Provided data:

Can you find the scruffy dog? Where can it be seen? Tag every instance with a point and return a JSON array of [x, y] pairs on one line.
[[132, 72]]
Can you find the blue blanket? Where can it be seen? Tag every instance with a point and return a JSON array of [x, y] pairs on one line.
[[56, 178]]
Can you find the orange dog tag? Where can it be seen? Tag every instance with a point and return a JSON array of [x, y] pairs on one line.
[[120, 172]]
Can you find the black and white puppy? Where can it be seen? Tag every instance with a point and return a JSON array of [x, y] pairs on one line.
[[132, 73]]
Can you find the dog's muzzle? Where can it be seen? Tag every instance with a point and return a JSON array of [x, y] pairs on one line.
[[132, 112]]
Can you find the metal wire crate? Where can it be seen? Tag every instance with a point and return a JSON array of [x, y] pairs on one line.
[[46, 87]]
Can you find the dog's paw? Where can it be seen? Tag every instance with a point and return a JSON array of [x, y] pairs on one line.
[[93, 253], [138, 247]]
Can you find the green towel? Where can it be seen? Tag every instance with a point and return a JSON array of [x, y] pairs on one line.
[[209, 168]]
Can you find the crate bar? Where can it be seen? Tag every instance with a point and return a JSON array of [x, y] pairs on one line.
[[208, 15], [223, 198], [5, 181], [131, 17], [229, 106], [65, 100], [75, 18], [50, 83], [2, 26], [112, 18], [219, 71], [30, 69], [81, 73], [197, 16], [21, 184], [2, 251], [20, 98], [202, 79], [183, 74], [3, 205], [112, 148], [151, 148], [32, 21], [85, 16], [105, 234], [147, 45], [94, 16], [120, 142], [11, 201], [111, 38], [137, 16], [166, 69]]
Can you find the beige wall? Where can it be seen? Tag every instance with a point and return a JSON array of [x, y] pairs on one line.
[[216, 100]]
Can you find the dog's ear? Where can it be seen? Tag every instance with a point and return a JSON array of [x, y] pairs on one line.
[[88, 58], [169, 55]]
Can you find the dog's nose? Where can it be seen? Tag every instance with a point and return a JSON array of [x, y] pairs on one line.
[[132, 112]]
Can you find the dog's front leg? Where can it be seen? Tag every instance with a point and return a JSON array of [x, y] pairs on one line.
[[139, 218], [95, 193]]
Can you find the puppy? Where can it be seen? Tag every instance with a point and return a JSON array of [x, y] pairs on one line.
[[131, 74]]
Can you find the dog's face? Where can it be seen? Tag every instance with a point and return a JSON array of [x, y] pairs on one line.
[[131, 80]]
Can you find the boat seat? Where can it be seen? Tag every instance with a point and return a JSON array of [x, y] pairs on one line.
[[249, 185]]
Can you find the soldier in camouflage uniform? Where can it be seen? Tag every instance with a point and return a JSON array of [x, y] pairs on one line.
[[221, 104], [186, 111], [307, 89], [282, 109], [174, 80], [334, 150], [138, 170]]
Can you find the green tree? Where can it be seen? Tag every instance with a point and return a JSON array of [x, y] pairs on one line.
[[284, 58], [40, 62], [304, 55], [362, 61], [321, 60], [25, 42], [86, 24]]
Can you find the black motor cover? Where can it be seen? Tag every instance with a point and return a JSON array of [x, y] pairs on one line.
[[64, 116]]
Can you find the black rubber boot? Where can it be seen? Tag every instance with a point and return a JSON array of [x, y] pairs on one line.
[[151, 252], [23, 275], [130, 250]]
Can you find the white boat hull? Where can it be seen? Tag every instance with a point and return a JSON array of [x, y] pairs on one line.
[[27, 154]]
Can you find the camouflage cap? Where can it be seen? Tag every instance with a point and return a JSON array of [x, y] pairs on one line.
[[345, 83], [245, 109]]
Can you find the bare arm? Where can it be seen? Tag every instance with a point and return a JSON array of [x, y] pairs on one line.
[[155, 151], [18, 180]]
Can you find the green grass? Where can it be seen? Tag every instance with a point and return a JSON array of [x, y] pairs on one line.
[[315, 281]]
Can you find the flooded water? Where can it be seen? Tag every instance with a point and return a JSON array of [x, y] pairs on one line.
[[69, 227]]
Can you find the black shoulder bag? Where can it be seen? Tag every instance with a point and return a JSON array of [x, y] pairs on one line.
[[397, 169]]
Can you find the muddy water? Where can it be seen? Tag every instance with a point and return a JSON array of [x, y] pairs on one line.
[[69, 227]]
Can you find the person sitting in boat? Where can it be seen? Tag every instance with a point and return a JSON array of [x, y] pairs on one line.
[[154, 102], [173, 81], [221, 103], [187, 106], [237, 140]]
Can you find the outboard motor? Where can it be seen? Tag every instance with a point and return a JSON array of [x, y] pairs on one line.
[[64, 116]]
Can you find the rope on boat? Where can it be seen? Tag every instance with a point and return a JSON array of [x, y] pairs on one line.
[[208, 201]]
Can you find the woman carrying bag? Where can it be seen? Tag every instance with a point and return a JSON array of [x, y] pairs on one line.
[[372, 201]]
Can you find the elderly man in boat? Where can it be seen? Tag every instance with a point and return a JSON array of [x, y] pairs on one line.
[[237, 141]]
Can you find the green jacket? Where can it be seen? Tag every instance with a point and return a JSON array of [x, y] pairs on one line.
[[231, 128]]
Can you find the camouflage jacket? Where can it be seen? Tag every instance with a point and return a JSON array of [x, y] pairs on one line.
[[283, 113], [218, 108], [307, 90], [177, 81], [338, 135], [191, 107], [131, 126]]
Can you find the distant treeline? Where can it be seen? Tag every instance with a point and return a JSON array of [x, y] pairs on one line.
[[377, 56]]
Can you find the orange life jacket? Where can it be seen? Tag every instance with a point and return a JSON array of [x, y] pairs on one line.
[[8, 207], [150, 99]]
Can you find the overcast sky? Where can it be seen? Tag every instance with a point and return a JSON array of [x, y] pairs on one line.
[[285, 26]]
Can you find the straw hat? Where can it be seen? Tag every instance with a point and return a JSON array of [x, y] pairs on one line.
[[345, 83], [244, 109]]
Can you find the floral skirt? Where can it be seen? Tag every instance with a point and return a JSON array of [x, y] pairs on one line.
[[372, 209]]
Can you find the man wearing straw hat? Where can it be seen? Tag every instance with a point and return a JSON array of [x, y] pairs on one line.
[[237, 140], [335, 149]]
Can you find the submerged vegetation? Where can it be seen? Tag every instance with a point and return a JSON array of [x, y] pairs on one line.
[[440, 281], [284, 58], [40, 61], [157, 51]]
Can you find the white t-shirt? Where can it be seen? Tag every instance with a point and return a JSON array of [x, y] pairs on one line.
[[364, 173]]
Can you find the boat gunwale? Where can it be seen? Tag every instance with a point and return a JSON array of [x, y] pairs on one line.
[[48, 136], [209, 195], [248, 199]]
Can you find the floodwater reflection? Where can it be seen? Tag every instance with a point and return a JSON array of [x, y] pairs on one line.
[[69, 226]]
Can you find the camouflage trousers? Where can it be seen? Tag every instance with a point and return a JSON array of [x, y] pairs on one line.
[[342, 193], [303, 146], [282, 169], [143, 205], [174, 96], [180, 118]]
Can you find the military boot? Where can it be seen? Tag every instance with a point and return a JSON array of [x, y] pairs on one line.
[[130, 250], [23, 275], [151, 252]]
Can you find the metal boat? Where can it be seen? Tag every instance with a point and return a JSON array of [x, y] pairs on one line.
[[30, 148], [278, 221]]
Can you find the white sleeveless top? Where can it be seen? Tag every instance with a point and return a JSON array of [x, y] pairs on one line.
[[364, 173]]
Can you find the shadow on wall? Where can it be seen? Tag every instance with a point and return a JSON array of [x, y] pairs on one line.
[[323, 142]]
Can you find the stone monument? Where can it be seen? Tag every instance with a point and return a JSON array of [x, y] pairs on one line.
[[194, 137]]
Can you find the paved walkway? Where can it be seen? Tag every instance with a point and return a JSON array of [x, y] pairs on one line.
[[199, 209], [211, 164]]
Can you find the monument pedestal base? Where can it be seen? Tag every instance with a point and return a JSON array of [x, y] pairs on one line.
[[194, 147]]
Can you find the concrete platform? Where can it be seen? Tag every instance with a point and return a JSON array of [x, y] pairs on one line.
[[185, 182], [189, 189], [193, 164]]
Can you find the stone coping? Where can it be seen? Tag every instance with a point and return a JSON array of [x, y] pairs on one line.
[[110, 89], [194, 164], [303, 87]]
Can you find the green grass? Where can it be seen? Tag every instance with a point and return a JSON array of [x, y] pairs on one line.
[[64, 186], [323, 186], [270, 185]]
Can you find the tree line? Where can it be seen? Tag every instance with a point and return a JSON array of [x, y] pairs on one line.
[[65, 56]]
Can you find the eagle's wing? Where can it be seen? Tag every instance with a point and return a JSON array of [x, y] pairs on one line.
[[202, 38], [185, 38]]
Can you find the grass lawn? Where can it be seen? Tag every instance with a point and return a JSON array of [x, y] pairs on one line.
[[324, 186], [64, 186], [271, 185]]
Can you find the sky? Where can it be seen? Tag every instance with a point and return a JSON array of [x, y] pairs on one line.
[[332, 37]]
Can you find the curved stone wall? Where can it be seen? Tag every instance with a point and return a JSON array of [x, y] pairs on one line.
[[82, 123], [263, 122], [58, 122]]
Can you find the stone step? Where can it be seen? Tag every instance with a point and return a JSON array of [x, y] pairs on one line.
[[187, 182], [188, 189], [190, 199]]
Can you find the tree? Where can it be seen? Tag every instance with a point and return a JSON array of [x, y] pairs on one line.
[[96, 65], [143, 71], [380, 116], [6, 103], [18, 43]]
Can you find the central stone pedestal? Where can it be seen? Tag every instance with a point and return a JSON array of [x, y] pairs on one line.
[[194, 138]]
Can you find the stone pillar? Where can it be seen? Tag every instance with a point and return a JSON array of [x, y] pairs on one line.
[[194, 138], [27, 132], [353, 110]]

What needs to be done:
Reproduce the rows from the line containing "Can you find the dog's face?" up to and including the line containing "[[27, 154]]", substituting "vessel" for every occurrence of "boat" and leaving everything else unchanged. Return only those lines.

Completed task:
Can you find the dog's face? Where can it be seen? Tag every instance with a point and return a JSON array of [x, y] pairs on one line.
[[131, 80]]
Can you find the vessel seat? Where can it be seen? Tag every instance with a point and return a JSON array of [x, y] pairs on one line.
[[249, 185]]
Can you find the soldier in camouflage uniform? Where can it be seen? Tag every instance with a point and return a JSON array of [x, y] pairs on one line.
[[221, 104], [186, 111], [307, 89], [282, 109], [174, 80], [334, 150], [138, 170]]
Can you find the green tree? Where can it be seen? Tag every instance with a point and return a JSON array of [x, y] pairs on one line.
[[284, 58], [40, 62], [304, 55], [362, 61], [321, 60], [25, 42], [86, 24]]
Can you find the black motor cover? Where can it be seen? Tag every instance with a point and return a JSON array of [x, y] pairs on one line.
[[64, 116]]
Can you find the black rubber boot? Where can it be seen? Tag every instance with a point and return a JSON array of [x, y] pairs on one line.
[[151, 252], [23, 275], [130, 250]]
Can you find the white vessel hull? Where can it be seen? Tag every instance with a point and return a JSON array of [x, y] pairs on one line.
[[27, 154]]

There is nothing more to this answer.